• [SOURCE DOCUMENT]

◆ ◆ ◆ ◆ ◆ ◆ ◆

I have considered several alternatives, and I've asked here, trying to get some more. However, I believe I was looking at the problem from the wrong angle - while there are several ways to perform this injection, in the end, it all leads to the same question:
How is RemoteSessionHandle going to store its dependency?

There are two options:
  • Store it as a pointer
The current problem doesn't come from storing a pointer, but rather from the scope of what's being pointed to. If SessionHandle's scope was decoupled from SessionConnection's (meaning, if SessionHandle could outlive SessionConnection), I wouldn't have this problem. OTOH, since these are auxiliary classes for SessionConnection, I like the fact that their scopes are coupled.

  • Store it as a value
None of these classes are copyable. Initially, I considered I'd never implement copy; now, I believe I may, someday, implement it. Still, "no copy" means the only way for RemoteSessionHandle to store its dependency by value is to remove sessionHandle from SessionConnection and place it in RemoteSessionHandle, as a data member. This also means that RemoteSessionHandle becomes the provider of the LIBSSH2_SESSION*, e.g., for creating the channel when executing commands.

For now, I believe the second option is the cleanest, even though I don't like having to use RemoteSessionHandle to get to the LIBSSH2_SESSION*. However, since I can't really come up with a rational reason for it, this is what went for.

I've left an issue to address at a later date: We're not supposed to perform a move while a command is executing. The channel classes don't have either copy nor move ctor/assignment. I may change this in the future.

◆ ◆ ◆ ◆ ◆ ◆ ◆

• [GIVEN PROBLEM A]
Render this sentence from the post above on storing a dependency of RemoteSessionHandle in German: "How is RemoteSessionHandle going to store its dependency?"

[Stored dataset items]
◆ ◆ ◆ ◆ ◆ ◆ ◆

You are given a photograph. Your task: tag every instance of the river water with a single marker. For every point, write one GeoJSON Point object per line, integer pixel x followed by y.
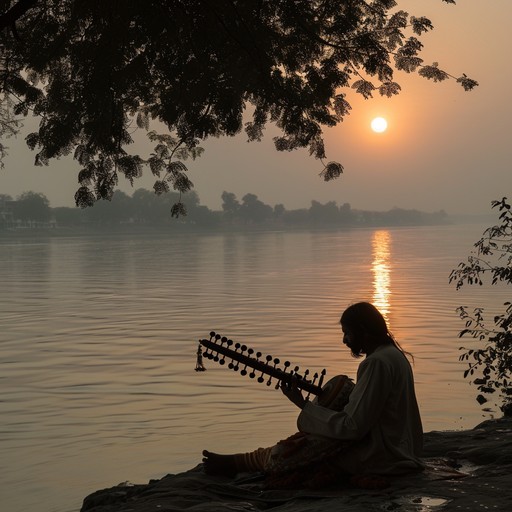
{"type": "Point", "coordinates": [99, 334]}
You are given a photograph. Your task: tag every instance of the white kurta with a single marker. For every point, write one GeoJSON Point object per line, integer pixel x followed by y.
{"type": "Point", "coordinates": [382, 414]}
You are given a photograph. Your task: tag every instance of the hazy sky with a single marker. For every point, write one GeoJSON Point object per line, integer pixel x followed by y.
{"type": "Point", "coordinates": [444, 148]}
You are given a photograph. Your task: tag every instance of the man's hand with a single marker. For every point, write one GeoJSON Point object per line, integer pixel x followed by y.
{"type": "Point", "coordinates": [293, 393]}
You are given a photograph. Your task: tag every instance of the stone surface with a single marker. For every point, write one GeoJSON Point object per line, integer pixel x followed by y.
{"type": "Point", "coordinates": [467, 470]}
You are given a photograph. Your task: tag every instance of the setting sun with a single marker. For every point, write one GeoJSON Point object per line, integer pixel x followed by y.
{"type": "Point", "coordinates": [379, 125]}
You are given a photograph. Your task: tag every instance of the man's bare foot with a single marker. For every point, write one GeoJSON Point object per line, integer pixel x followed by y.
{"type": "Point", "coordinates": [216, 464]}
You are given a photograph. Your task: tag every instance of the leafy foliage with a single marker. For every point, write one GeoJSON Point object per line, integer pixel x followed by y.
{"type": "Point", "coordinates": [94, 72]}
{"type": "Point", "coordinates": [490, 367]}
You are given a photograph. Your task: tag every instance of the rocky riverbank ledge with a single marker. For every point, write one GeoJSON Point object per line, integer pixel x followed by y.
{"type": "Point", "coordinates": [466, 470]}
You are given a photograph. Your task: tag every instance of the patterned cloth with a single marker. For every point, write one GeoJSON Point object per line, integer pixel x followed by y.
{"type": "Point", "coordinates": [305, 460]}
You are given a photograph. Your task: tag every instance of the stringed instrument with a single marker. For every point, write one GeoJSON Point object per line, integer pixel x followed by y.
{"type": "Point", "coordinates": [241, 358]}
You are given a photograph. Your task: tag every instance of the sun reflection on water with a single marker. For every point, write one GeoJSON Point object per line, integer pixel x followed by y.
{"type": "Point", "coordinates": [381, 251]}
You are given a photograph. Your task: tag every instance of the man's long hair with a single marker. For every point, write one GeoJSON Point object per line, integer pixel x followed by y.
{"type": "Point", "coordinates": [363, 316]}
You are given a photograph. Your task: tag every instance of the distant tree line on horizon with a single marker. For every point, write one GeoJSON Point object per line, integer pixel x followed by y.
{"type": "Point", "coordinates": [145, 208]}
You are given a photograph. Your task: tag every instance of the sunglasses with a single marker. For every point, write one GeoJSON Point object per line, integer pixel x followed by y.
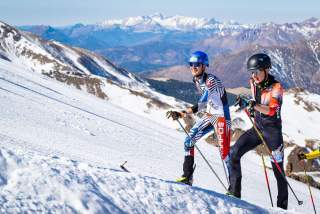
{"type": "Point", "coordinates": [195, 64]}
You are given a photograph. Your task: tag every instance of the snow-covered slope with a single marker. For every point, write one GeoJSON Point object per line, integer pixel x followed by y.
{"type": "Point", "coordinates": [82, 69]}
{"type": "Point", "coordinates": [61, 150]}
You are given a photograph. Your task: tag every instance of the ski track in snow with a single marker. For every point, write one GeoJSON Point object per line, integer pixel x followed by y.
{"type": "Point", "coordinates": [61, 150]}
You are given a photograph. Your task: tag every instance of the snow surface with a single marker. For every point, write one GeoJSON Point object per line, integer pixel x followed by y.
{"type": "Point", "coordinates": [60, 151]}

◆ ◆ ◆ ◆ ◆ ◆ ◆

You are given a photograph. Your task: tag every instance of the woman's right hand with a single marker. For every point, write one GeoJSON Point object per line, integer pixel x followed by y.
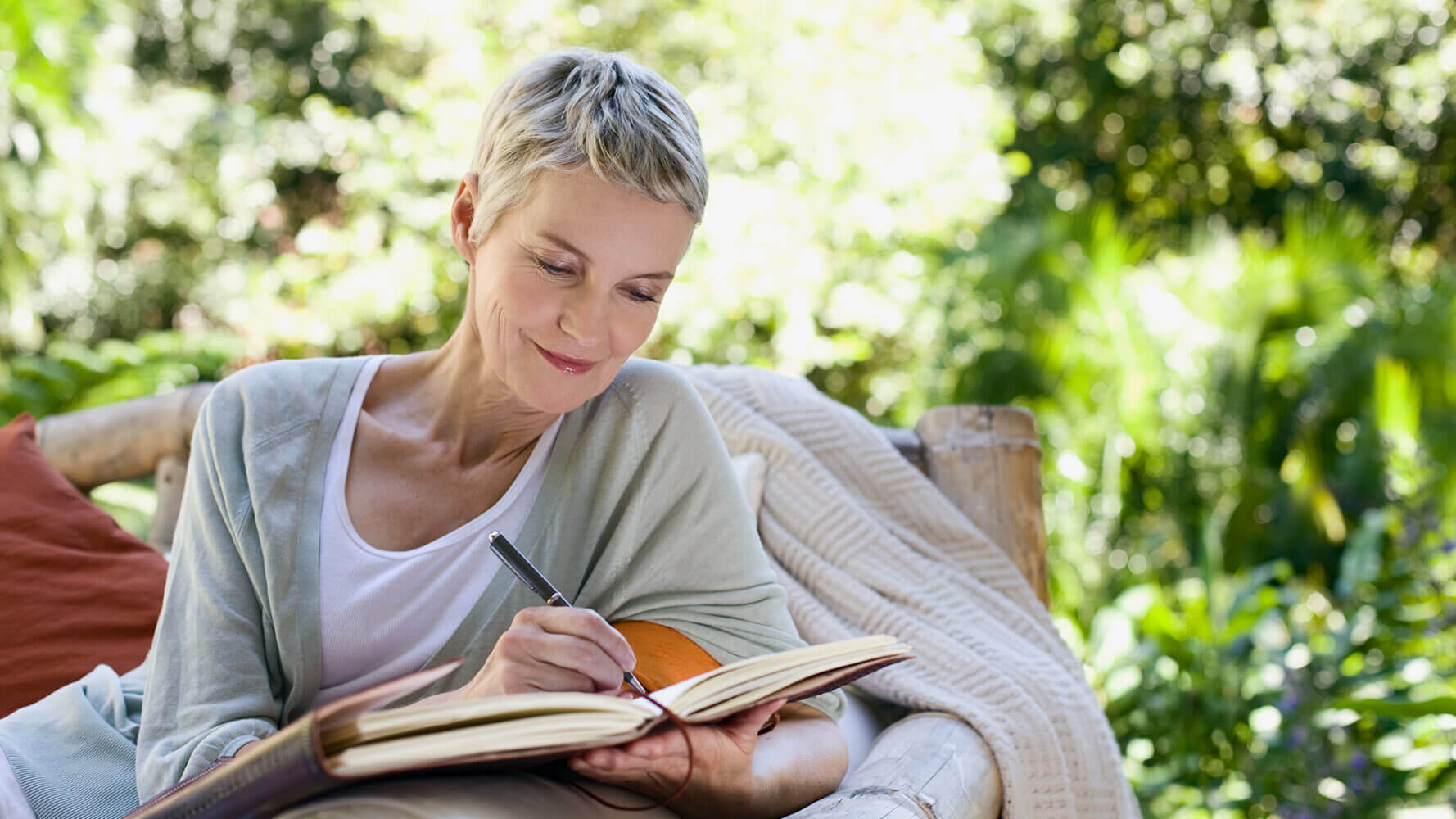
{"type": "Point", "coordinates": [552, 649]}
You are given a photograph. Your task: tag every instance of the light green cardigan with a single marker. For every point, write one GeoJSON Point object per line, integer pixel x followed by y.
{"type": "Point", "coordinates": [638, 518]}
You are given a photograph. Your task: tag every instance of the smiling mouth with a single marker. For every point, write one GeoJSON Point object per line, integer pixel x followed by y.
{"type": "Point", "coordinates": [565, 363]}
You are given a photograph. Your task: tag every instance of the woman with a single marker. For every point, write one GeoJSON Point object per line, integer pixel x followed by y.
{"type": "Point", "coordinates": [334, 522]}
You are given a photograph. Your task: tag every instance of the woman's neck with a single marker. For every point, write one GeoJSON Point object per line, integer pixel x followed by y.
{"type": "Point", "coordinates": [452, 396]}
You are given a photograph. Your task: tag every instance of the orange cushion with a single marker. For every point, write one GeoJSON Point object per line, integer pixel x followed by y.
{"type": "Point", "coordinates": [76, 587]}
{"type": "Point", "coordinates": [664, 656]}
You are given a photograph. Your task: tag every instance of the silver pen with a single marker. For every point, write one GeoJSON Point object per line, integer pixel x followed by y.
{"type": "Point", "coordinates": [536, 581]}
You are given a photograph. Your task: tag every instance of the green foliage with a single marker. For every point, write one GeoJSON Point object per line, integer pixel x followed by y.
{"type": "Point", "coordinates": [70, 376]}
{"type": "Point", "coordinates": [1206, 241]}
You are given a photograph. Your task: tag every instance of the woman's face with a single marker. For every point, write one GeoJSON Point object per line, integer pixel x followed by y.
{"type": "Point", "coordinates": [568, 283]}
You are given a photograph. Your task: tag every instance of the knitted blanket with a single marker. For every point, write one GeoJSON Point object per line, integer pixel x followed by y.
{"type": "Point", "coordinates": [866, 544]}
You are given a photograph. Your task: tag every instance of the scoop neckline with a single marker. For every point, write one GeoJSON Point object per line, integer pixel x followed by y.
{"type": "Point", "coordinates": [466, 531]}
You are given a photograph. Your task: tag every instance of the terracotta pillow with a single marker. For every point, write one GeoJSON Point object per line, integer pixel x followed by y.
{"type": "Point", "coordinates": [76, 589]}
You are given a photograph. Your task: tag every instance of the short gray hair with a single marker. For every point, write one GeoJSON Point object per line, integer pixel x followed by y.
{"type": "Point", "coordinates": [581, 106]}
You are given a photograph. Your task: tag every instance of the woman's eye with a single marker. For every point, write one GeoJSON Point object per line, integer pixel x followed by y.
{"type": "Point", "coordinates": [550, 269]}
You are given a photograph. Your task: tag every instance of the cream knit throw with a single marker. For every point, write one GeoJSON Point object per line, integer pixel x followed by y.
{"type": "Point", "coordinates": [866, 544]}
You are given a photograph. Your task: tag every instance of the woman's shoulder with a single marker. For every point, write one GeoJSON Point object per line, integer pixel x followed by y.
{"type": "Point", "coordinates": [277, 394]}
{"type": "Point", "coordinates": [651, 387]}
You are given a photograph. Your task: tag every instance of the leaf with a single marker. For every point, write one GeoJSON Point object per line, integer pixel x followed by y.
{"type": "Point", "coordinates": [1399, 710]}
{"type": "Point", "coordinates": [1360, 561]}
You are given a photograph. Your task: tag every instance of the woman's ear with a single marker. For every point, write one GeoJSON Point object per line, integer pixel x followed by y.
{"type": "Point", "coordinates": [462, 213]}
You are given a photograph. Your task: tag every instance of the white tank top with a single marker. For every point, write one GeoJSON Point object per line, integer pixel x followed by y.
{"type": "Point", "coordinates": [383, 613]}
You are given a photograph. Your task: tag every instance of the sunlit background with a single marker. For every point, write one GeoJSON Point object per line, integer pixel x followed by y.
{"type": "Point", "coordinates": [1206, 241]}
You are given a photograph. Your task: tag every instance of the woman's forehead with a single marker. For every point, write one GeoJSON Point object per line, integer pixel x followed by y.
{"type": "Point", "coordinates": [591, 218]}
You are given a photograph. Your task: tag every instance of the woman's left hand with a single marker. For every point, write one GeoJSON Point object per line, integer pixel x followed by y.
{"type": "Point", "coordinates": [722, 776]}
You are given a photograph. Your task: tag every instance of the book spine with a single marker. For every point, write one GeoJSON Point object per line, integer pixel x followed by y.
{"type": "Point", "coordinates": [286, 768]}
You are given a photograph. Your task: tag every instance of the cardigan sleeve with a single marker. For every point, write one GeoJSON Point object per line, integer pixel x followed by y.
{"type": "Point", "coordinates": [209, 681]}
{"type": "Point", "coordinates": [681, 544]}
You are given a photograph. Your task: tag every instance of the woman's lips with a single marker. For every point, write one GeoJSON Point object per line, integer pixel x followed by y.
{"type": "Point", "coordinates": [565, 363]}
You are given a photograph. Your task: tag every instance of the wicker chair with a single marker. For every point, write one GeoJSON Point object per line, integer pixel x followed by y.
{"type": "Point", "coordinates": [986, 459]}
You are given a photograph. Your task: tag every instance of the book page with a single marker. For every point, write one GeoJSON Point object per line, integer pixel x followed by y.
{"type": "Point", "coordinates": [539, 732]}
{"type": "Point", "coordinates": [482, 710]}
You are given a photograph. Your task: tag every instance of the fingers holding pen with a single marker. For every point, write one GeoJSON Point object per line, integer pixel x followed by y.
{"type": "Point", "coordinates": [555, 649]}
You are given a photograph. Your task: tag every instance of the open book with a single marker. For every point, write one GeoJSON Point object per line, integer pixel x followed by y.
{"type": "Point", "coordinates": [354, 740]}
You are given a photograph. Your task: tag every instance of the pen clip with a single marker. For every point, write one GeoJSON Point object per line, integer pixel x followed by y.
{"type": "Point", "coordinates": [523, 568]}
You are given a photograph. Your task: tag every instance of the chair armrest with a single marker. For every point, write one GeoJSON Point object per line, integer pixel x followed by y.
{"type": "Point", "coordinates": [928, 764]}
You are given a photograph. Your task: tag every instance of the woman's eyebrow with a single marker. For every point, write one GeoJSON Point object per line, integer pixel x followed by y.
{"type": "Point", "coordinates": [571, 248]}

◆ ◆ ◆ ◆ ◆ ◆ ◆

• [GIVEN PROBLEM B]
Gather each line of the records above that includes the word "bare".

• [FULL ANSWER A]
Wie wird RemoteSessionHandle seine Abhängigkeit speichern?

• [FULL ANSWER B]
You are given a photograph. Your task: tag every instance of the man's bare foot with a single marker. For every point, write one GeoJSON Point object per line, integer pixel x followed by y.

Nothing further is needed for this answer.